◆ SET EXERCISE ◆
From the rows below, keep only the lines that contain the word "jacket", and copy each of those lines unchanged.

--- Start EXERCISE DATA ---

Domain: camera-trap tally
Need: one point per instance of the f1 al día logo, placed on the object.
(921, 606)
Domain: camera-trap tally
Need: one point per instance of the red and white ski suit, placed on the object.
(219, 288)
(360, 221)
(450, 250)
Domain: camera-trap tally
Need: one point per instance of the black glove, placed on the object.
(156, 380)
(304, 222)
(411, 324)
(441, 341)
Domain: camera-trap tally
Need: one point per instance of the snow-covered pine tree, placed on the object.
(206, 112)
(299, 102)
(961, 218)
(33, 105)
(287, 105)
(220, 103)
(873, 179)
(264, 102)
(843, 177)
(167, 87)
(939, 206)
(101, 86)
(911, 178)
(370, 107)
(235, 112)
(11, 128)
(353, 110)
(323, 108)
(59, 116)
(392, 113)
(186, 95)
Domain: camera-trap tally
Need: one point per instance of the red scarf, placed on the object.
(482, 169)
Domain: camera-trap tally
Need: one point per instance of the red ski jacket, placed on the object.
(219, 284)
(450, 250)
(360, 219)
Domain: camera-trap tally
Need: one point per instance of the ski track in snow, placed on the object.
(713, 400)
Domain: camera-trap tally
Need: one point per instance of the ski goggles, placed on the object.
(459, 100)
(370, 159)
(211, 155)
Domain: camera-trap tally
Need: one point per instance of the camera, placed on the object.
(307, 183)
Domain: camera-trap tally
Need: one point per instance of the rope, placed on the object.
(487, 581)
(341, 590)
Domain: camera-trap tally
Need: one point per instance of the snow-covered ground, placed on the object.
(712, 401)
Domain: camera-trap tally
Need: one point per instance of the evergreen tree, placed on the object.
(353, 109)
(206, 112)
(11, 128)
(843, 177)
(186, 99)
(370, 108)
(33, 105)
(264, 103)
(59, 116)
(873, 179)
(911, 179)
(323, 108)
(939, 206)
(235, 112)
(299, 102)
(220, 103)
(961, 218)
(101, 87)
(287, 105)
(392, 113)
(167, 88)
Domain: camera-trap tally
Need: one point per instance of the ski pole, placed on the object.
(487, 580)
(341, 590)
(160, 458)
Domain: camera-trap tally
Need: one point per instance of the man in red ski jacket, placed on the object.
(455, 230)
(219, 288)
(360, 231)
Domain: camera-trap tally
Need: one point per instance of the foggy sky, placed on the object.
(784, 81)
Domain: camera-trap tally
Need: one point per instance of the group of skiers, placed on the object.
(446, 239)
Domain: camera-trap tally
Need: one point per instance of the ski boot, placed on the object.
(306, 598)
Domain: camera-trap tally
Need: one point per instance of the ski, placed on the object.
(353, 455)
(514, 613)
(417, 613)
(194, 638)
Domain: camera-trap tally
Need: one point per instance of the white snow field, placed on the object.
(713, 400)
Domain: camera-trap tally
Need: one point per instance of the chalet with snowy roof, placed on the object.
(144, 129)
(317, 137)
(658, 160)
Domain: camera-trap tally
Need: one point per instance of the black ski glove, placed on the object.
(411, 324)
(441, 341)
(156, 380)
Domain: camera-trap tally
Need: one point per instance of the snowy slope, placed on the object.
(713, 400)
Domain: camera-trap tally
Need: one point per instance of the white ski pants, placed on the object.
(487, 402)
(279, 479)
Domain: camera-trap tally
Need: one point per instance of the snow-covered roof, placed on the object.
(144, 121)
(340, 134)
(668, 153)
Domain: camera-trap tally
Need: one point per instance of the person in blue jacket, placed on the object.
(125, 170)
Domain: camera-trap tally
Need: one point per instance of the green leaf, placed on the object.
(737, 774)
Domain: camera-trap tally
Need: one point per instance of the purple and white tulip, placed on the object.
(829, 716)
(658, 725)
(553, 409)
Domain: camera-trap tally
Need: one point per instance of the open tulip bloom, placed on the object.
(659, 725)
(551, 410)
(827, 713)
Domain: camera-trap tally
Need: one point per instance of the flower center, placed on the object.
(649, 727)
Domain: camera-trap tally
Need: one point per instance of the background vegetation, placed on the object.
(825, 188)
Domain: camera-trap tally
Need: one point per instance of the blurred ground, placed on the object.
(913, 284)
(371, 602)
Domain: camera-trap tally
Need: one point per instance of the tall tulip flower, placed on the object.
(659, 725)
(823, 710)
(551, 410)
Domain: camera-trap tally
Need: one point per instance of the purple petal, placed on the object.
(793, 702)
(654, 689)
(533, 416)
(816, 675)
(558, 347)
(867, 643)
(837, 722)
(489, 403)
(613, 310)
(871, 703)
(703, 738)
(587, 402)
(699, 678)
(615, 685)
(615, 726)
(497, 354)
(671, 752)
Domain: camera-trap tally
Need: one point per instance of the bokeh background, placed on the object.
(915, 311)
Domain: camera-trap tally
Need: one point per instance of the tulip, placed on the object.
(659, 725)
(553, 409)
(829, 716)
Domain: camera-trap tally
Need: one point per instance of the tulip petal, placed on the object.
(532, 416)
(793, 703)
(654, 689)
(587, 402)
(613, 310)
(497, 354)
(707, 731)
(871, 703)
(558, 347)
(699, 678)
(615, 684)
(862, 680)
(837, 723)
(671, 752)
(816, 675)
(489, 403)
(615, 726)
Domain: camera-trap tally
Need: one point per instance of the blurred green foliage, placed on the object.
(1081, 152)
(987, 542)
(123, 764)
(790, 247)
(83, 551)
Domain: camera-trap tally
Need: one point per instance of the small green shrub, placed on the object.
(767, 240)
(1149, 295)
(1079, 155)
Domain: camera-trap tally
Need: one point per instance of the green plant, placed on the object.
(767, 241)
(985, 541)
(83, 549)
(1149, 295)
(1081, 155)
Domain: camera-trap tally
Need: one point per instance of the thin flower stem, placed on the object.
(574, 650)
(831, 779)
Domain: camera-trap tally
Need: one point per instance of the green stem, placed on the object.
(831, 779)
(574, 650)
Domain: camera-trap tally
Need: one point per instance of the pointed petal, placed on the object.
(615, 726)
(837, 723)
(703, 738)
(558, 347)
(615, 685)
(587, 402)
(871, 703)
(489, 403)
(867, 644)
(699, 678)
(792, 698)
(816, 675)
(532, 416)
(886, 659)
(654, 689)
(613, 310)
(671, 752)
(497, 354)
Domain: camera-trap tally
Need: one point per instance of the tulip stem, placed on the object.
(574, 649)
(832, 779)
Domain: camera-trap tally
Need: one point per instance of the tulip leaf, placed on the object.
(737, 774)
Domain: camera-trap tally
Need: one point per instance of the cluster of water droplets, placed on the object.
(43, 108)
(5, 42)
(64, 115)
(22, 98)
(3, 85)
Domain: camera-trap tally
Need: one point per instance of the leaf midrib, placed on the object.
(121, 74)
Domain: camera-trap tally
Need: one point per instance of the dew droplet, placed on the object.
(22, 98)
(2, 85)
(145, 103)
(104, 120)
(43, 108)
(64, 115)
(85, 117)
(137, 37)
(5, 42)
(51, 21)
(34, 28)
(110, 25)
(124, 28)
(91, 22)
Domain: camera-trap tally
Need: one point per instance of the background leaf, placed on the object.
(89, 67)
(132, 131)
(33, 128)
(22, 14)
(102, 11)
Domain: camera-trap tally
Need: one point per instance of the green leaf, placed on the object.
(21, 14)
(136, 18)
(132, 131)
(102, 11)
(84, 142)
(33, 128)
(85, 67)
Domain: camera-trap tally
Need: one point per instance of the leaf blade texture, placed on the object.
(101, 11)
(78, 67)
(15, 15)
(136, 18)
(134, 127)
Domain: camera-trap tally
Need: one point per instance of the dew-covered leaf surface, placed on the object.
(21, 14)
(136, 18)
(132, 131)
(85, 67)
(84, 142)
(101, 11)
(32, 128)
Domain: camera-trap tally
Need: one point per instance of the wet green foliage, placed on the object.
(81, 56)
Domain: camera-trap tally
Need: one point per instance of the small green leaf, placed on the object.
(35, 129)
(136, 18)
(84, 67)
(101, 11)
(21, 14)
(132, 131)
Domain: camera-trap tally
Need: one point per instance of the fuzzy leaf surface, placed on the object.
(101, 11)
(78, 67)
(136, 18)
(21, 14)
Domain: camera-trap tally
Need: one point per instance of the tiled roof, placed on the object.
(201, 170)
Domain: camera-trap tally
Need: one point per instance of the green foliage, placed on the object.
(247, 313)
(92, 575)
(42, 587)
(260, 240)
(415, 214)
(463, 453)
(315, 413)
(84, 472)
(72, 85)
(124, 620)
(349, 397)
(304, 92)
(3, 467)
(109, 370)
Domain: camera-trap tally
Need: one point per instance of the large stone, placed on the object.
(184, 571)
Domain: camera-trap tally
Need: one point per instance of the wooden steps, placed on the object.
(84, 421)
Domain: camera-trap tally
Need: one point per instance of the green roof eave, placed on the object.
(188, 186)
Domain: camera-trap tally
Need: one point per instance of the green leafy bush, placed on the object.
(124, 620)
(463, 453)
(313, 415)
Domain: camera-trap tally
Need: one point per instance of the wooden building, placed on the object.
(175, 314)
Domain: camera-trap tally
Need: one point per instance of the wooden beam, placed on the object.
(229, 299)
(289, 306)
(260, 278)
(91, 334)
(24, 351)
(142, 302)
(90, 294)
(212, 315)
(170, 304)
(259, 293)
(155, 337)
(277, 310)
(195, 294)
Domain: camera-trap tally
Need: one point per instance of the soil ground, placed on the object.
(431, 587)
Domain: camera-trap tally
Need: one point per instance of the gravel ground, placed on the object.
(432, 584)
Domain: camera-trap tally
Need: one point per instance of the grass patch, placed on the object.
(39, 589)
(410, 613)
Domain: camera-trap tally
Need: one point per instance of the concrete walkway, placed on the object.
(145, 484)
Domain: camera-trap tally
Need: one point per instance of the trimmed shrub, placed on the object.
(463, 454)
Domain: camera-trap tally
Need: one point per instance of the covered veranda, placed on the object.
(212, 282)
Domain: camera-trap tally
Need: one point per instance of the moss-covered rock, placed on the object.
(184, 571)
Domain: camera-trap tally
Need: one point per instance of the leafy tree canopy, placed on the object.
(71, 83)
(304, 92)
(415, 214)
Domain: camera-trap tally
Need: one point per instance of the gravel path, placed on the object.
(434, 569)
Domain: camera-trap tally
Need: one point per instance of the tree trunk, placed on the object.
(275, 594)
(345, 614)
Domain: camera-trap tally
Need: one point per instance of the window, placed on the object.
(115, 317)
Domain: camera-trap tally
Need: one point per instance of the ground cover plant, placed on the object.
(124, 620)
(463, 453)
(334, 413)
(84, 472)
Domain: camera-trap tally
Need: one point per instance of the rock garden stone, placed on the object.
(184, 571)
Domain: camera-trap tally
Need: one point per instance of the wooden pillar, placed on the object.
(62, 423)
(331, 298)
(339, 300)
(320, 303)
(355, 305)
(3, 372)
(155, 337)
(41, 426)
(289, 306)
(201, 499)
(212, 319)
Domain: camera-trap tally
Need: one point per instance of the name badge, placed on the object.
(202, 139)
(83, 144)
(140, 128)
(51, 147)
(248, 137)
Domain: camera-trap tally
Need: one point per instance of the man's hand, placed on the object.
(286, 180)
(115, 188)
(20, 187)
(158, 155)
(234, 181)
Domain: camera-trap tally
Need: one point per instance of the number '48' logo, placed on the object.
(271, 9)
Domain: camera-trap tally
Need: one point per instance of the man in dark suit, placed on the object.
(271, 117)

--- End EXERCISE DATA ---

◆ CORRECT ANSWER ◆
Need: one point per instance of the red ski jacket, placed on the object.
Need: one point per instance of the man in red ski jacket, placed on the object.
Need: one point per instance of the person in blue jacket, placed on the object.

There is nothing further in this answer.